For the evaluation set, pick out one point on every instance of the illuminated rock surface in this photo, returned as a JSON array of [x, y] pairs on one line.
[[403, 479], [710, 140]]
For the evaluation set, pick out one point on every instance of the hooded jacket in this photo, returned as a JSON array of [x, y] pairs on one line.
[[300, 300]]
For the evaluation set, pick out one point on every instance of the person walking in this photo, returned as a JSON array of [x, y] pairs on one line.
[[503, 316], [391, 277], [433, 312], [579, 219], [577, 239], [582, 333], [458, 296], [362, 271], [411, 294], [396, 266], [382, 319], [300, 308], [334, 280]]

...

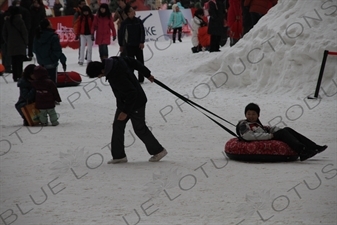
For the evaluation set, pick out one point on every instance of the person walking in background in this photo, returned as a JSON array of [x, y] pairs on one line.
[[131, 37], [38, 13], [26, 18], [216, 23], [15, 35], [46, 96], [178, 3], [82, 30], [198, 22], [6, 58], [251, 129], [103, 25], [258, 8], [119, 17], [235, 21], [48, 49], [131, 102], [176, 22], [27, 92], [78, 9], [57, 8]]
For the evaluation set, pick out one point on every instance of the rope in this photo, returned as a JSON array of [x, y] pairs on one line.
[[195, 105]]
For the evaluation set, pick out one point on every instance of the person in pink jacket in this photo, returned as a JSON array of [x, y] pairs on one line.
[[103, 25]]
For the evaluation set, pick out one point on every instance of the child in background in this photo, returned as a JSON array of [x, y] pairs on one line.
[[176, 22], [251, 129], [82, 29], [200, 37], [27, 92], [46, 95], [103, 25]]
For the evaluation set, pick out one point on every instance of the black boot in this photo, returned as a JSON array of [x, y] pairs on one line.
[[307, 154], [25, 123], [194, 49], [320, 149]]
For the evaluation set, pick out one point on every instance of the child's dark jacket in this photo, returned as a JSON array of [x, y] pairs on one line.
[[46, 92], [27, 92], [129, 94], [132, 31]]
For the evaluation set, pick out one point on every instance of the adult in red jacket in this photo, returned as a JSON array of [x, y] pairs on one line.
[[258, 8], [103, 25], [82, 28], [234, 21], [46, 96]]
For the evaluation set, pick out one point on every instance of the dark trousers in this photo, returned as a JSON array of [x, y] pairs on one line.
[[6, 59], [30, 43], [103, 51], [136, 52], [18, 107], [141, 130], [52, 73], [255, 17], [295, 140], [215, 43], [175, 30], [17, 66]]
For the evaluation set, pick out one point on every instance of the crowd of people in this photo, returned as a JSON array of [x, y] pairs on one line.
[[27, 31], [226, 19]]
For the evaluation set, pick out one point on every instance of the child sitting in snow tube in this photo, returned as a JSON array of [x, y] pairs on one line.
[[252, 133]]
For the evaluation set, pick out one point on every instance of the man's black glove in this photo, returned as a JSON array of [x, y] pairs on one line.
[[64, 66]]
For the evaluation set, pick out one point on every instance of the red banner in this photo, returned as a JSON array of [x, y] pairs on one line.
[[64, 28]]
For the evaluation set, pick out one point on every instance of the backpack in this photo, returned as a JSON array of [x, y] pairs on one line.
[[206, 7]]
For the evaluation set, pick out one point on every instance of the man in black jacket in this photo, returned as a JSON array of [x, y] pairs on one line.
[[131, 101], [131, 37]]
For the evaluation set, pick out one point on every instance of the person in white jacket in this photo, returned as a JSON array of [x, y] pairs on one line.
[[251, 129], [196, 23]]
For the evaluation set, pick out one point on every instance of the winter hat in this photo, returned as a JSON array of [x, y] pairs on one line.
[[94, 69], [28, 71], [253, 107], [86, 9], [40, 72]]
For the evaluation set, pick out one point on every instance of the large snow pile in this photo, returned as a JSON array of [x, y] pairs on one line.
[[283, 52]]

Exercise goal: Could you write out the material again, starting at the line that has "of the man's" and stopping after the line that has "[[94, 69], [28, 71], [253, 107], [86, 9], [40, 72]]", keeping every line in place, and add 21 to each x and y coordinate in the answer lists, leaving the other text unchanged?

The answer:
For the evaluation set, pick out one point on every instance of the man's black glove in this photo, returned as a JSON array of [x, y] pairs on one line.
[[85, 87]]
For the evaluation set, pick out one point on every instance of the red banner in this photo, returned as a JSON array of [x, y] pairs on one line.
[[85, 49]]
For the evaluation set, pick out one point on every instance of the backpack in this photo, returned as a JSON array of [x, y] pairs on one line.
[[227, 28]]
For the evaluation set, pick out one point on every instance of the man in black jacket in this photo, returned as a JSON array of [x, y] pairs on one line.
[[152, 122], [152, 58]]
For the evaluation set, pick out one point on every instance of the person in white jacket in this photo, returned as a JSON array of [x, y] pairs on one line.
[[272, 150], [217, 44]]
For the evaluation set, pick out one point on every instance of the winter hat in this photo, returned as a JSON array of [x, y] pairs on one line.
[[115, 90], [49, 92], [274, 128], [107, 30], [61, 93]]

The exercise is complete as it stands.